# Extract provided start

403/503 – Homework 5

This set is due Friday, March 26.

  1. The taxicab norm on {{\mathbb R}^2} is defined by setting {\|{\mathbf v}\|=|v_1|+|v_2|,} where {{\mathbf v}=(v_1,v_2).} Show that this is indeed a norm. As usual, we can define a distance function by setting {d({\mathbf v},{\mathbf w})=\|{\mathbf v}-{\mathbf w}\|.} Find 2 non-congruent, non-degenerate triangles with sides of length 1, 1, and 2.
  2. This exercise is related to an 80-year old open problem of Paul Erdös. Consider a unit square {H}. Inscribe in {H} exactly {n} squares with no common interior point. (The squares do not need to cover all of {H}.) Denote by {e_1,\dots,e_n} the side lengths of these squares, and define
    \displaystyle  f(n)=\max\sum_{i=1}^ne_i.

    Show that {f(n)\le\sqrt n}, and that equality holds iff {n} is a perfect square.

    (Erdös problem is to find all {n} for which {f(n)=f(n+1)}. Currently, it is only known that {f(n)<f(n+2)} for all {n}, {f(1)=f(2)=1}, {f(4)=f(5)=2}, and that if {f(n)=f(n+1)}, then {n} is a perfect square.)

  3. (This exercise comes from Jerry Shurman, Geometry of the quintic, Wiley-Interscience, 1997.)A rigid motion of {{\mathbb R}^3} is a function {R:{\mathbb R}^3\rightarrow{\mathbb R}^3} such that

    \displaystyle  \langle R({\mathbf y})-R({\mathbf x}),R({\mathbf z})-R({\mathbf x})\rangle=\langle {\mathbf y}-{\mathbf x},{\mathbf z}-{\mathbf x}\rangle

    for all vectors {{\mathbf x},{\mathbf y},{\mathbf z}\in{\mathbb R}^3.} (Here, {\langle\cdot,\cdot\rangle} is the usual inner product on {{\mathbb R}^3}.) The goal of this exercise is to show that these maps are precisely the functions of the form {R({\mathbf x})=A{\mathbf x}+{\mathbf b}} where {A} is an orthogonal matrix and {{\mathbf b}\in{\mathbb R}^3}.

# Extract provided end
# Excerpted data start

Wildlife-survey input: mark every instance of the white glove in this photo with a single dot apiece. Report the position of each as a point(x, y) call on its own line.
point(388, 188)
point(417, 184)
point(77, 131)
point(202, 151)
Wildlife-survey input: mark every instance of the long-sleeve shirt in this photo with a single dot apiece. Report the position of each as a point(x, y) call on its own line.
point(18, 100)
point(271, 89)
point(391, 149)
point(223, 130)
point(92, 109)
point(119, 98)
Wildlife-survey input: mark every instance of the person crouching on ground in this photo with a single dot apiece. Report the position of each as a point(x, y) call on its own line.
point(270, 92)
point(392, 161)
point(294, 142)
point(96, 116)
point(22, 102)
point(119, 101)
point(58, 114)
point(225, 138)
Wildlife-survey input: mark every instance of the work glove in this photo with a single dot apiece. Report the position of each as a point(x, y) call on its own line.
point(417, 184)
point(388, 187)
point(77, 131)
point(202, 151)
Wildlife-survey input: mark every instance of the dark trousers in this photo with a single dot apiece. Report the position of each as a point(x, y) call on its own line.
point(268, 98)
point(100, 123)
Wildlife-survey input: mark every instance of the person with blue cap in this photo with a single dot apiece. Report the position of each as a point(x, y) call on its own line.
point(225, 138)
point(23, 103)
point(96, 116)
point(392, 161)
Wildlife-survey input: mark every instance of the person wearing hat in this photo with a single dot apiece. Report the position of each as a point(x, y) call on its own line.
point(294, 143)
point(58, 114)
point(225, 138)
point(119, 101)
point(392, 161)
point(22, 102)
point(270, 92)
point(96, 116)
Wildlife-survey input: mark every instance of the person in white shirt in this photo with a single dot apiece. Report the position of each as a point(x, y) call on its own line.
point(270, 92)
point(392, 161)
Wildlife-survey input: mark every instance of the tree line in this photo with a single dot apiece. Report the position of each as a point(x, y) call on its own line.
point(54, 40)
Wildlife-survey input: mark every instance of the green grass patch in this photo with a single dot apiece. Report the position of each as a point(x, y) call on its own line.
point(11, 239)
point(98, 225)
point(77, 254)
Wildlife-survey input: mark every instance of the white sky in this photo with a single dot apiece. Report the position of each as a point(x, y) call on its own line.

# Excerpted data end

> _Request 1_
Reproduce word for word the part of the homework set that opens with the words containing "2. This exercise" and closes with "a perfect square.)".
> _Request 2_
Transcribe, unchanged, the part of the records that opens with the line containing "the person crouching" and closes with the last line of the records.

> _Exercise result 1_
2. This exercise is related to an 80-year old open problem of Paul Erdös. Consider a unit square {H}. Inscribe in {H} exactly {n} squares with no common interior point. (The squares do not need to cover all of {H}.) Denote by {e_1,\dots,e_n} the side lengths of these squares, and define
    \displaystyle  f(n)=\max\sum_{i=1}^ne_i.

    Show that {f(n)\le\sqrt n}, and that equality holds iff {n} is a perfect square.

    (Erdös problem is to find all {n} for which {f(n)=f(n+1)}. Currently, it is only known that {f(n)<f(n+2)} for all {n}, {f(1)=f(2)=1}, {f(4)=f(5)=2}, and that if {f(n)=f(n+1)}, then {n} is a perfect square.)

> _Exercise result 2_
Wildlife-survey input: mark every instance of the person crouching on ground in this photo with a single dot apiece. Report the position of each as a point(x, y) call on its own line.
point(270, 92)
point(392, 161)
point(294, 142)
point(96, 116)
point(22, 102)
point(119, 101)
point(58, 114)
point(225, 138)
Wildlife-survey input: mark every instance of the work glove in this photo with a single dot apiece. Report the position of each as a point(x, y) call on its own line.
point(417, 184)
point(388, 187)
point(77, 131)
point(202, 151)
Wildlife-survey input: mark every instance of the dark trousers in this photo with a single dot apiece. Report the position of each as a point(x, y) call on its own line.
point(268, 98)
point(100, 123)
Wildlife-survey input: mark every instance of the person with blue cap in this photo with a single dot apiece. Report the position of each as a point(x, y) call on its own line.
point(225, 138)
point(23, 103)
point(96, 116)
point(392, 161)
Wildlife-survey input: mark every instance of the person wearing hat in this photo with a single dot apiece. Report the position of each as a point(x, y) call on its own line.
point(294, 143)
point(58, 114)
point(225, 138)
point(119, 101)
point(392, 161)
point(22, 102)
point(270, 92)
point(96, 116)
Wildlife-survey input: mark every instance of the person in white shirt in this photo with a single dot apiece. Report the position of each as a point(x, y) call on its own line.
point(270, 92)
point(392, 161)
Wildlife-survey input: mark every instance of the tree line in this photo with a single dot apiece. Report the position of each as a point(x, y) call on its own line.
point(54, 40)
Wildlife-survey input: mark every instance of the green grass patch in this photo with a single dot apiece. Report the position of each as a point(x, y) call on its own line.
point(11, 239)
point(98, 225)
point(77, 254)
Wildlife-survey input: mark every instance of the white sky in this photo with a single dot apiece. Report the position of each as a point(x, y) call on its own line.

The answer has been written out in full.